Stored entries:

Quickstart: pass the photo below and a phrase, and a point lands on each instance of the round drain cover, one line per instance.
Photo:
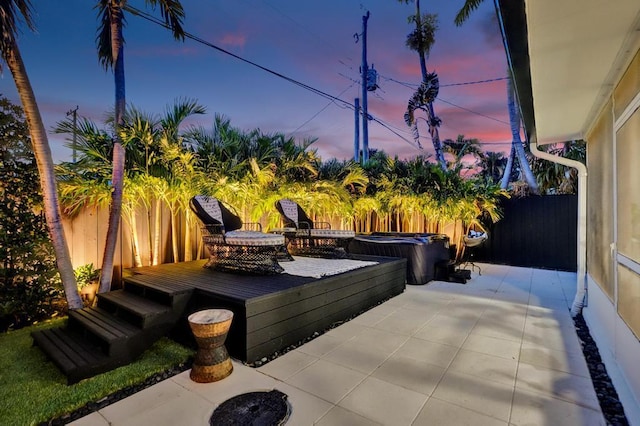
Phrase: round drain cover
(254, 409)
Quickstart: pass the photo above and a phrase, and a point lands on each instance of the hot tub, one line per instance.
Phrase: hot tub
(422, 251)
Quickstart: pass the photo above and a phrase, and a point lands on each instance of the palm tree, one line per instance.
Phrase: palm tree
(110, 44)
(421, 40)
(517, 148)
(10, 13)
(492, 166)
(462, 147)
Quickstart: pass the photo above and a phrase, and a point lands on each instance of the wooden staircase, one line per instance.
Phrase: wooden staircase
(119, 329)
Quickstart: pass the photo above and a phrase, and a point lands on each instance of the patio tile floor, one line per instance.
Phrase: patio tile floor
(500, 350)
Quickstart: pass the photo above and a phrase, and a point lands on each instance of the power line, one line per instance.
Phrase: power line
(466, 83)
(321, 110)
(188, 35)
(473, 112)
(334, 99)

**ACTIVITY:** Extract every line from the records above that contains the word "each".

**RESULT FOR THIS EXERCISE:**
Quickstart: pass the photo below and a phrase, and a point lands on each instance of the round drain cover, one line per instance.
Quickstart: pass the photo above and a phrase, and a point lands on each instance of the hot tub, one line per instance.
Quickstart: pass the photo above and a phrase, and a point lands on each instance of the palm tree, one line per instance.
Quickstart: pass the photo above and a phrase, and a point lands on each instance of the wooden staircase, one line per instance.
Quickstart: pass the photo above and a phrase, and a point lands on each instance of the patio tile floor, one line per instance.
Quickstart: pass the photo above and a phrase, and a point lands on each instance of the power line, one line per instance.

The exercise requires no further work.